Excerpts of location labeling data |
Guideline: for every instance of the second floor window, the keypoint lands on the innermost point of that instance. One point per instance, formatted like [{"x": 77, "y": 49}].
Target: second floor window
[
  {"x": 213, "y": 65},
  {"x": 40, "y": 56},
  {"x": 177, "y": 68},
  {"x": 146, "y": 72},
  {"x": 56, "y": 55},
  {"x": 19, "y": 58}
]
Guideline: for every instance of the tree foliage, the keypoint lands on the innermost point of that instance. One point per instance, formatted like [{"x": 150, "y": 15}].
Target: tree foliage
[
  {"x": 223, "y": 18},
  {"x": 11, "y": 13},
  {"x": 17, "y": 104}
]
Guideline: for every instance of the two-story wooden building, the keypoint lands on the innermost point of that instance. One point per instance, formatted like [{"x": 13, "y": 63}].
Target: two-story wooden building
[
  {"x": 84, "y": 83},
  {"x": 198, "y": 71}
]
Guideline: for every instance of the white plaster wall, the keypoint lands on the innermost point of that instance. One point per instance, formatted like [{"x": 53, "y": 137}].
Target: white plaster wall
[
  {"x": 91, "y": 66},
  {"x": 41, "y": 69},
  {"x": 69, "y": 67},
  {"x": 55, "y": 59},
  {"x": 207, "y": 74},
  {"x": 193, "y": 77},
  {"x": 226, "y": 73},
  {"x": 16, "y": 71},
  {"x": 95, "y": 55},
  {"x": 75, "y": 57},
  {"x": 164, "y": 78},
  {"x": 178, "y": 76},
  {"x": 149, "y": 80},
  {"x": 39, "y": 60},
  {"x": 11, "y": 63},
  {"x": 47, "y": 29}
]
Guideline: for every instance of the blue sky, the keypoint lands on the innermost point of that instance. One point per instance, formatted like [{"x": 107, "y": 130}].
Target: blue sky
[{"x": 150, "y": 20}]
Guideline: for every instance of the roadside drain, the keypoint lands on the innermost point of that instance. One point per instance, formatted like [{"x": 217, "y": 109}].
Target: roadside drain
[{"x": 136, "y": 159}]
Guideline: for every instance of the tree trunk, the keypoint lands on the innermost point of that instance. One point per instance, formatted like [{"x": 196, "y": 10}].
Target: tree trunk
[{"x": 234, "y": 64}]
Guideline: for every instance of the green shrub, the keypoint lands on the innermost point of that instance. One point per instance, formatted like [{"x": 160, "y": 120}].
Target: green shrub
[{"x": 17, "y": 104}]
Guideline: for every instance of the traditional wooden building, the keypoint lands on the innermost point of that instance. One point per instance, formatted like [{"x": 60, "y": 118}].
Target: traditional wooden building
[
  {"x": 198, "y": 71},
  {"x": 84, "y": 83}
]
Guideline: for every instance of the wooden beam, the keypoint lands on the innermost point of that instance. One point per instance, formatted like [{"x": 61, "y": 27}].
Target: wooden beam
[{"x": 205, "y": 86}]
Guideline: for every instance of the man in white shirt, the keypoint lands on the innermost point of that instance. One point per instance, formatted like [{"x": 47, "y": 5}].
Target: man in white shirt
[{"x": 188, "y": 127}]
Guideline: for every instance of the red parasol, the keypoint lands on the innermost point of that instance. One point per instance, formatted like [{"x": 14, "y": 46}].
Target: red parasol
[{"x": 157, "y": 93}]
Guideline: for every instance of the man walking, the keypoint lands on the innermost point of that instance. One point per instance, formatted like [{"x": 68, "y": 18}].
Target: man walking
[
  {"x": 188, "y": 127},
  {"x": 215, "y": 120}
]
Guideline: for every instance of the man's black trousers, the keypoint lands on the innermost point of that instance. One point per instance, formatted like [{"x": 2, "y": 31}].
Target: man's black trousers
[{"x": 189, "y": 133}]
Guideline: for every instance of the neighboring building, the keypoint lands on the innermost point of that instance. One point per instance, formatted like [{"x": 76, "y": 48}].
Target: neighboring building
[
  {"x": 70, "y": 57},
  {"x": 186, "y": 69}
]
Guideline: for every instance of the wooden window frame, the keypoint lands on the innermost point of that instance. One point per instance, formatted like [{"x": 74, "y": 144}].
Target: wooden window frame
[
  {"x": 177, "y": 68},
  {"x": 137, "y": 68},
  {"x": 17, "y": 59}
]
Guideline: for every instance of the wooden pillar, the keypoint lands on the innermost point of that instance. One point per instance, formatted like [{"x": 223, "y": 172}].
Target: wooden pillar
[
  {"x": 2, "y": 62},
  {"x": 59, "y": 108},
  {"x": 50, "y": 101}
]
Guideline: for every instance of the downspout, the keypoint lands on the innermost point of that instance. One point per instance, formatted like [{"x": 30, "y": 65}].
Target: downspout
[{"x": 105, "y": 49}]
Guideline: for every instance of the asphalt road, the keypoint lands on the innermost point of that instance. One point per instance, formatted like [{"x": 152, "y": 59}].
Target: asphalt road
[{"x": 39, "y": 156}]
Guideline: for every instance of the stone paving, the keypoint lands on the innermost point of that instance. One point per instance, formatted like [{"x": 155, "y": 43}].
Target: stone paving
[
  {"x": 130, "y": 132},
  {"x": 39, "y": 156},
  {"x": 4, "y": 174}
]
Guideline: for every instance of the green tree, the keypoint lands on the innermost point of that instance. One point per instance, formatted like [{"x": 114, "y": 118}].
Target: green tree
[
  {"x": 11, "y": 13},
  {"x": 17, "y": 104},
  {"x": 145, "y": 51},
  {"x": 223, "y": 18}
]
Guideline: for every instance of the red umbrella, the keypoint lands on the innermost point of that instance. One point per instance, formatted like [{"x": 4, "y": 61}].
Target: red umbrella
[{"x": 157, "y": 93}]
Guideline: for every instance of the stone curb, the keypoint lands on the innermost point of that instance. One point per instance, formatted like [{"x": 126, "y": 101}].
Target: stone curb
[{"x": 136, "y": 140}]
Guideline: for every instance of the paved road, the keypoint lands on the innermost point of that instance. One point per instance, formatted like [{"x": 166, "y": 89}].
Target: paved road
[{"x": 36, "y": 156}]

TO DO | The records above should be duplicated in full, exactly as given.

COMPLETE OUTPUT |
Guideline: for every instance of the second floor window, the keypoint lands on the innermost point of that instance. One point per instance, formatted like [{"x": 77, "y": 49}].
Target: second floor window
[
  {"x": 213, "y": 65},
  {"x": 40, "y": 56},
  {"x": 177, "y": 68},
  {"x": 146, "y": 72},
  {"x": 56, "y": 55},
  {"x": 19, "y": 58}
]
Guideline: for every instance of the tree foliage, the keypoint lands on the innermost point of that instance. One point per instance, formatted like [{"x": 150, "y": 15}].
Target: tree foliage
[
  {"x": 223, "y": 18},
  {"x": 11, "y": 13},
  {"x": 17, "y": 104}
]
Guideline: for every instance of the two-story wooden building, the keypoint lands on the innermost point of that instance. One point per instance, formatted like [{"x": 13, "y": 63}].
Target: two-story wooden building
[
  {"x": 84, "y": 83},
  {"x": 198, "y": 71}
]
Guideline: for every instance of the white plaster wall, the keypoint lands on the innermost point of that instance. One point per instance, formatted like [{"x": 53, "y": 137}].
Target: white plaster wall
[
  {"x": 91, "y": 66},
  {"x": 41, "y": 69},
  {"x": 69, "y": 67},
  {"x": 55, "y": 59},
  {"x": 207, "y": 74},
  {"x": 193, "y": 77},
  {"x": 226, "y": 73},
  {"x": 16, "y": 71},
  {"x": 95, "y": 55},
  {"x": 75, "y": 57},
  {"x": 164, "y": 78},
  {"x": 178, "y": 76},
  {"x": 149, "y": 80},
  {"x": 39, "y": 60},
  {"x": 11, "y": 63},
  {"x": 47, "y": 29}
]
Guideline: for every instance of the blue sky, the keypoint lands on the innermost point of that instance. One point per instance, formatted like [{"x": 107, "y": 130}].
Target: blue sky
[{"x": 150, "y": 20}]
Guideline: for every instance of the roadside drain, the keypoint lands on the innermost point of that instance. One point per instance, formatted like [{"x": 217, "y": 109}].
Target: roadside drain
[{"x": 136, "y": 159}]
Guideline: for every instance of the tree trunk, the keypoint lands on the innermost point of that instance. One point per instance, formatted like [{"x": 196, "y": 10}].
Target: tree trunk
[{"x": 234, "y": 64}]
Guideline: for every instance of the green shrub, the keypoint lands on the innermost point of that instance. One point per instance, formatted like [{"x": 160, "y": 120}].
Target: green shrub
[{"x": 17, "y": 104}]
Guideline: for every instance of the traditional wooden building, the keypoint lands on the innermost point of that instance. One point per instance, formatted like [{"x": 60, "y": 118}].
Target: traditional wooden building
[
  {"x": 198, "y": 71},
  {"x": 84, "y": 83}
]
Guideline: for every instance of the wooden beam, the keypoint lands on the innermost point of that instance. One point per instance, formatted like [{"x": 61, "y": 27}].
Target: wooden beam
[{"x": 205, "y": 86}]
Guideline: for every instance of the man in white shirt, the keypoint lands on the innermost point of that instance. One point per instance, formatted like [{"x": 47, "y": 5}].
Target: man in white shirt
[{"x": 188, "y": 127}]
Guideline: for every instance of the red parasol, the keypoint lands on the innermost point of that instance. One point per instance, formatted like [{"x": 14, "y": 46}].
Target: red parasol
[{"x": 157, "y": 93}]
Guideline: for every instance of the man walking, the keypoint lands on the innermost point of that instance. One point per instance, formatted like [{"x": 68, "y": 18}].
Target: man walking
[
  {"x": 188, "y": 127},
  {"x": 215, "y": 120}
]
Guideline: for every instance of the man's black trousers, the keypoint lands on the innermost point of that instance. One point per instance, formatted like [{"x": 2, "y": 31}].
Target: man's black trousers
[{"x": 189, "y": 133}]
Guideline: for every instance of the neighboring building, the keypoint lands on the innermost point of that instance. One point per instance, formatted like [{"x": 76, "y": 48}].
Target: neighboring building
[
  {"x": 70, "y": 57},
  {"x": 186, "y": 69}
]
Guideline: for every instance of the wooden window frame, the keypoint lands on the innermost point of that instance. One point per instance, formatted like [{"x": 74, "y": 144}].
Target: wooden window frame
[
  {"x": 177, "y": 68},
  {"x": 137, "y": 68},
  {"x": 17, "y": 59}
]
Guideline: for every instance of the wooden pillar, the keypoint lands on the innermost point of that instance. One point per instance, formatted like [{"x": 223, "y": 172}].
Target: wooden pillar
[
  {"x": 2, "y": 62},
  {"x": 59, "y": 108},
  {"x": 50, "y": 101}
]
Guideline: for every instance of the downspout, the keypoint lands on the innermost point of that instance. One point per instance, formatted like [{"x": 30, "y": 65}].
Target: downspout
[{"x": 105, "y": 49}]
Guideline: for every instance of the asphalt road, the keypoint lands on the innermost point of that instance. One point per instance, formatted like [{"x": 152, "y": 59}].
Target: asphalt road
[{"x": 39, "y": 156}]
Guideline: for every instance of the stone paving, the keypoint lands on the innermost point of that instance. One point per instance, formatted like [{"x": 155, "y": 43}].
Target: stone paving
[
  {"x": 130, "y": 132},
  {"x": 39, "y": 156},
  {"x": 4, "y": 174}
]
Guideline: for every instance of the green tree, the keypoint lands on the innermost point of that instance. One point per instance, formatted like [{"x": 114, "y": 118}].
Target: green tree
[
  {"x": 11, "y": 13},
  {"x": 17, "y": 104},
  {"x": 145, "y": 51},
  {"x": 223, "y": 18}
]
Guideline: for every instance of the red umbrella, the keypoint lands on the innermost point of that instance. One point per instance, formatted like [{"x": 4, "y": 61}].
Target: red umbrella
[{"x": 157, "y": 93}]
Guideline: for every instance of the stone curb, the keypoint lands on the innermost point of that instance. One point per instance, formatted like [{"x": 126, "y": 101}].
Target: stone curb
[{"x": 136, "y": 140}]
Guideline: for every instance of the paved road, the keypoint lands on the innermost point of that instance. One point per instance, formatted like [{"x": 166, "y": 89}].
Target: paved road
[{"x": 36, "y": 156}]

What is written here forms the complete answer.